## SHORT TASK
In the article on pro surfers and partying, please say where Rod Kerr paddled out against Richie Collins after an all-nighter.
═══ DOCUMENT PASSAGE
The Top Fucking 5 ASP Partiers of the Last 20 Years

1 12 2009

Now that's a party. Pee-wee, Rodney Dangerfield and Diamond Dave.

Professional surfers can be rockstars at times. Perhaps that’s why so many think they are or try to be musicians. Musicians get a free pass. They can get arrested, do every drug in the book, drink massive amounts of booze and the end result is they sell more records. They make more money.

It’s not so simple for the professional athlete. Image is everything. Keeping sponsors happy and avoiding negative press is of utmost importance. Unless you ride for …Lost. Then partying is in the contract. There’s a reason they don’t hold the NBA All-Star Game and an ASP event in the same city at the same time. Every weed dealer in town would run dry. It’s a supply and demand thing.

But surfers and pro basketball players aren’t the only dysfunctional athletes. Stars in literally every sport enjoy the booze, the drugs and the women.

Recently, tennis player Andre Agassi wrote a book in which he admitted to doing meth at the peak of his pro career. Plus, he wore a hairpiece. He was more ashamed of the rug on his head. In 1970 Pittsburgh Pirate pitcher Dock Ellis no-hit the San Diego Padres. An impressive feat. Shockingly, he did it while on LSD. Reminds me of a certain Santa Cruz surfer we know and love. Doesn’t it?

There are so many classic and not-so-classic stories of surfers falling off the deep end or pushing the limits. There was the high-profile surfer who smuggled coke back from the world champs in Peru to Hawaii glassed into his boards. Or the eclectic Australian who once paddled out at Waimea on a 5’9″ after eating mushrooms.

Then there’s the time Rod Kerr showed up at Zarautz absolutely shitfaced after an all-nighter, paddled out against Richie Collins, threw up in the shorebreak and smoked the god-fearing Christian. Richie was so rattled he went to Rod’s place that night with a bottle of bourbon and insisted they demolish it together.

And who could forget the antics and excess of Bunker Spreckles?
══════
═══ RAW RECORDS
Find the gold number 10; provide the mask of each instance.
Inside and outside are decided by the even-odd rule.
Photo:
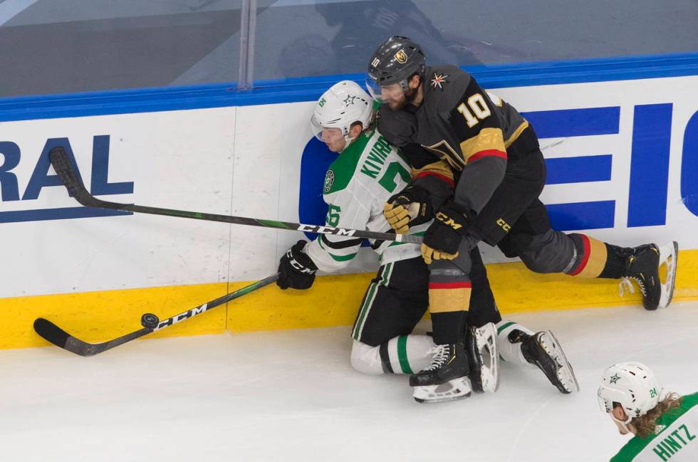
[[[489,107],[487,107],[487,103],[485,103],[484,98],[479,93],[476,93],[468,98],[468,105],[470,106],[472,112],[465,106],[464,103],[459,105],[458,112],[465,117],[465,123],[468,124],[468,127],[470,128],[477,125],[477,122],[479,122],[478,119],[481,120],[489,117],[491,114]],[[473,112],[475,113],[475,115],[473,115]],[[476,118],[475,117],[476,115],[477,116]]]

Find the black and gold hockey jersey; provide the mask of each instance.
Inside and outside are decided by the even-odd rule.
[[[423,89],[419,107],[382,105],[379,130],[407,156],[416,180],[455,184],[456,201],[476,214],[505,172],[516,174],[509,161],[538,148],[535,133],[513,106],[456,66],[427,68]]]

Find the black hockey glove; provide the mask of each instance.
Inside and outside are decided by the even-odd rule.
[[[288,249],[278,262],[278,279],[276,285],[282,289],[309,289],[315,282],[318,271],[311,258],[303,251],[305,241],[298,241]]]
[[[455,258],[467,231],[468,217],[464,209],[453,201],[442,205],[424,235],[422,257],[424,262],[428,265],[432,260]]]
[[[405,234],[410,226],[427,223],[434,218],[429,191],[410,184],[387,199],[383,216],[398,234]]]

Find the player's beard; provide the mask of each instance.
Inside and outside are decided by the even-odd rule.
[[[399,100],[393,101],[388,104],[390,109],[392,110],[402,110],[405,109],[408,104],[413,104],[415,102],[415,98],[417,98],[417,88],[407,88],[407,89],[402,93],[402,98]]]

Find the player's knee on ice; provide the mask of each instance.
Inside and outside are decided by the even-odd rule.
[[[543,234],[512,236],[511,244],[526,267],[536,273],[561,273],[575,255],[572,239],[553,229]]]
[[[376,347],[354,340],[351,365],[368,375],[414,374],[429,364],[427,352],[432,347],[434,342],[427,335],[400,335]]]

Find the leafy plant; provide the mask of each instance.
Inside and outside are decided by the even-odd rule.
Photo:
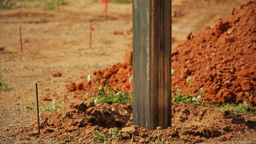
[[[110,138],[109,134],[100,134],[98,131],[94,132],[94,135],[95,140],[93,142],[93,144],[105,143]]]
[[[13,2],[10,0],[0,0],[0,8],[1,9],[12,9],[14,7]]]
[[[112,43],[112,41],[110,40],[105,40],[103,41],[103,43],[105,44],[110,44]]]
[[[59,111],[65,105],[63,101],[59,102],[55,99],[51,101],[51,106],[39,106],[39,108],[42,108],[42,110],[45,112],[55,112]],[[37,108],[37,106],[27,105],[24,106],[25,108]]]
[[[111,137],[116,140],[122,139],[122,133],[120,130],[117,129],[113,129],[111,131],[112,132]]]
[[[131,103],[131,99],[133,97],[128,95],[132,94],[132,92],[126,93],[122,89],[120,91],[114,89],[115,91],[117,92],[115,94],[112,88],[111,88],[112,87],[111,85],[108,83],[107,83],[105,86],[101,85],[98,83],[97,83],[97,84],[100,85],[98,89],[98,92],[95,95],[94,97],[90,98],[87,101],[94,101],[96,104],[103,103],[110,105],[115,103],[124,105]]]
[[[75,141],[75,137],[74,135],[73,135],[73,137],[72,137],[72,140],[73,140],[73,143],[74,143]]]
[[[8,84],[5,84],[1,82],[3,76],[1,74],[0,72],[0,91],[1,90],[7,91],[9,90],[8,89]]]
[[[229,110],[232,112],[236,113],[249,113],[256,111],[256,108],[252,108],[251,104],[244,101],[243,103],[235,105],[232,104],[222,104],[221,105],[217,105],[215,109],[225,111]]]
[[[37,50],[36,50],[36,52],[33,52],[32,51],[29,50],[28,51],[28,52],[32,55],[40,55],[40,49]]]
[[[106,53],[104,52],[102,53],[100,53],[98,55],[100,56],[106,56]]]
[[[161,142],[161,136],[158,133],[151,134],[148,137],[149,140],[155,142],[156,144],[162,144]]]
[[[204,93],[204,89],[202,88],[201,88],[197,93],[192,95],[189,95],[187,92],[184,96],[182,96],[181,94],[181,90],[178,89],[176,93],[172,93],[172,102],[179,103],[183,103],[195,106],[204,106],[204,101],[201,102],[202,96]],[[207,95],[205,95],[204,98],[205,98],[207,96]]]
[[[47,0],[43,1],[45,3],[43,5],[42,8],[48,10],[54,10],[58,5],[68,4],[65,0]]]
[[[110,2],[117,3],[128,3],[133,2],[132,0],[110,0]]]

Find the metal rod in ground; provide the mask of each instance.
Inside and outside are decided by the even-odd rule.
[[[38,93],[37,91],[37,83],[36,83],[36,91],[37,93],[37,122],[38,124],[38,134],[40,134],[40,119],[39,117]]]
[[[57,0],[57,12],[60,12],[60,7],[59,6],[59,0]]]
[[[90,44],[89,44],[89,48],[92,48],[92,24],[90,25]]]
[[[21,50],[22,52],[22,38],[21,36],[21,26],[20,26],[20,37],[21,40]]]

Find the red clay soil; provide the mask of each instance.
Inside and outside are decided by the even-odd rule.
[[[255,106],[255,91],[248,97],[241,98],[256,88],[256,1],[245,3],[239,9],[234,9],[230,16],[217,20],[197,34],[189,35],[188,40],[174,48],[173,90],[179,88],[183,93],[188,90],[193,93],[202,87],[209,94],[205,100],[208,102],[244,101]],[[125,92],[132,90],[129,80],[132,76],[132,52],[127,52],[123,63],[95,72],[95,77],[92,76],[89,81],[85,80],[87,77],[83,77],[84,82],[71,84],[67,86],[68,91],[80,94],[75,99],[88,99],[90,96],[87,95],[81,96],[81,90],[93,94],[99,87],[96,81],[103,85],[108,82]],[[195,78],[190,87],[186,82],[190,76]],[[154,144],[158,140],[163,143],[181,140],[194,144],[238,141],[244,138],[241,135],[255,137],[256,121],[254,119],[229,111],[222,112],[175,103],[172,105],[173,127],[151,131],[133,125],[132,107],[132,103],[96,105],[94,102],[73,100],[57,113],[41,116],[42,134],[40,136],[59,138],[63,143],[74,140],[75,143],[89,144],[95,140],[96,130],[110,137],[111,130],[116,128],[121,130],[122,138],[109,138],[108,143]],[[35,121],[23,131],[37,132],[37,129]],[[37,133],[29,134],[35,136]]]
[[[256,15],[256,2],[244,3],[239,9],[234,8],[230,16],[218,20],[198,33],[189,34],[187,40],[173,48],[173,91],[179,89],[183,94],[187,91],[192,94],[202,87],[209,95],[206,102],[247,101],[255,106]],[[119,90],[132,91],[132,84],[129,83],[133,75],[132,51],[126,52],[123,63],[96,71],[94,74],[103,85],[108,81]],[[191,85],[187,82],[189,77],[195,79]],[[87,81],[83,84],[80,89],[98,87]],[[245,96],[252,91],[253,94]]]

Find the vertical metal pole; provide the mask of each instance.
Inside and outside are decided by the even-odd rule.
[[[134,124],[171,126],[171,0],[134,0]]]
[[[150,129],[151,1],[133,0],[134,124]]]
[[[90,43],[89,44],[89,48],[90,49],[92,48],[92,24],[90,25]]]
[[[20,26],[20,39],[21,40],[21,50],[22,52],[22,37],[21,36],[21,26]]]
[[[152,128],[171,126],[171,0],[151,0]]]
[[[36,83],[36,93],[37,94],[37,123],[38,125],[38,134],[40,134],[40,118],[39,117],[38,93],[37,83]]]

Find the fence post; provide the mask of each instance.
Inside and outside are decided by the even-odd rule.
[[[171,0],[133,0],[134,124],[171,126]]]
══════
## OUTPUT
Zarautz